◆ Your objective: Set down each of the rows below word for word, without changing anything.

----

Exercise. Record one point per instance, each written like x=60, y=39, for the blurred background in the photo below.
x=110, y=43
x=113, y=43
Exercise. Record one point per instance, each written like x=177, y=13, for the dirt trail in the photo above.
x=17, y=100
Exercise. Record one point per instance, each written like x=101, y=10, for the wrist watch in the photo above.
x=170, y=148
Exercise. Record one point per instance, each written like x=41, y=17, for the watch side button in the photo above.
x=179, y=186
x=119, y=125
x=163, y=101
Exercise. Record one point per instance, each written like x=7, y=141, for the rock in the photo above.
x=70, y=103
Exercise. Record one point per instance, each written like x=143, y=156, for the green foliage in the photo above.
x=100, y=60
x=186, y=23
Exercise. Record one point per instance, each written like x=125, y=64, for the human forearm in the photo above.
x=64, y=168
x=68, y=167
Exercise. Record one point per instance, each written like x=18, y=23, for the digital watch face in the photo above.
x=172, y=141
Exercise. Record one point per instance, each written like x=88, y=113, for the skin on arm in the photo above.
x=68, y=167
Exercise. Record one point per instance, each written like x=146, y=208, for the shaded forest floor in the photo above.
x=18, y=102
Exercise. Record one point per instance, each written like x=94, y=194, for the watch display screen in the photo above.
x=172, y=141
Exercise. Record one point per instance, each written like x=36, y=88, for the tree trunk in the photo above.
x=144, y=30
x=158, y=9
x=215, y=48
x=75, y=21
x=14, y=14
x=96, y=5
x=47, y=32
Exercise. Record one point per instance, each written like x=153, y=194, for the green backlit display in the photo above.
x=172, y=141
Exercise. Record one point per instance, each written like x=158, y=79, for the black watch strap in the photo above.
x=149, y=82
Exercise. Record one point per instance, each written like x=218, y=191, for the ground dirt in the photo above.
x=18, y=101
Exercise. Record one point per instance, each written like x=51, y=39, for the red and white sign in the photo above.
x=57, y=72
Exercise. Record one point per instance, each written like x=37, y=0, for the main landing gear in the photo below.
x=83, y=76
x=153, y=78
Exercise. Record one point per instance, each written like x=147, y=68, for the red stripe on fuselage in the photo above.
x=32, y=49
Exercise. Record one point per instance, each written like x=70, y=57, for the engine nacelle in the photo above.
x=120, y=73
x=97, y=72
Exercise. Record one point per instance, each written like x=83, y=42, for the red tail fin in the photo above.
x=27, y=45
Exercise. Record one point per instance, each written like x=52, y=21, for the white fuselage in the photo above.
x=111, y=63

----

◆ Exercise result:
Exercise. Record one point per instance, each written like x=60, y=39, for the blurred background in the photo below.
x=110, y=43
x=113, y=43
Exercise. Record one point per instance, each written like x=177, y=13, for the dirt trail in the photo above.
x=17, y=100
Exercise. Record one point per instance, each written like x=101, y=10, for the wrist watch in the photo above.
x=170, y=148
Exercise. Record one point per instance, each written like x=41, y=17, for the watch side button in the photo above.
x=179, y=186
x=119, y=125
x=163, y=101
Exercise. Record one point per instance, each written like x=7, y=141, for the rock in the photo above.
x=70, y=103
Exercise. Record one point per instance, each written like x=143, y=156, for the green foliage in the photo above.
x=100, y=60
x=186, y=23
Exercise. Record one point per instance, each written like x=125, y=64, for the human forearm in the photo above.
x=64, y=168
x=68, y=167
Exercise. Record one point per instance, each written like x=18, y=23, for the digital watch face in the photo above.
x=172, y=141
Exercise. Record one point per instance, each written like x=88, y=113, for the skin on arm in the photo above.
x=68, y=167
Exercise. Record one point per instance, each written like x=146, y=208, for the shaded forest floor in the photo above.
x=18, y=102
Exercise. Record one point per instance, each written like x=94, y=194, for the watch display screen in the photo above.
x=172, y=141
Exercise. Record one point per instance, each written like x=36, y=88, for the tree trunk in the photo above.
x=144, y=30
x=158, y=9
x=215, y=48
x=75, y=21
x=14, y=14
x=96, y=5
x=47, y=32
Exercise. Record one point per instance, each written like x=153, y=194, for the green backlit display in the photo above.
x=172, y=141
Exercise. Record one point per instance, each written like x=158, y=79, for the black watch strap in the photo above.
x=149, y=82
Exercise. Record one point per instance, each written like x=218, y=191, for the ground dirt in the photo above.
x=18, y=101
Exercise. Record one point per instance, each written like x=51, y=39, for the red and white sign in the photo above.
x=57, y=72
Exercise. Record one point per instance, each written like x=37, y=0, for the main landing gear in the photo below.
x=83, y=76
x=153, y=78
Exercise. Record one point per instance, each written like x=147, y=68, for the red stripe on fuselage in the photo above.
x=32, y=49
Exercise. Record one point per instance, each written like x=70, y=57, for the engine nacelle in the photo above.
x=120, y=73
x=97, y=72
Exercise. Record one point per instance, each written like x=83, y=42, for the red tail fin in the photo above.
x=27, y=45
Exercise. Record one point per instance, each written like x=52, y=21, for the white fuselage in the photo above.
x=111, y=63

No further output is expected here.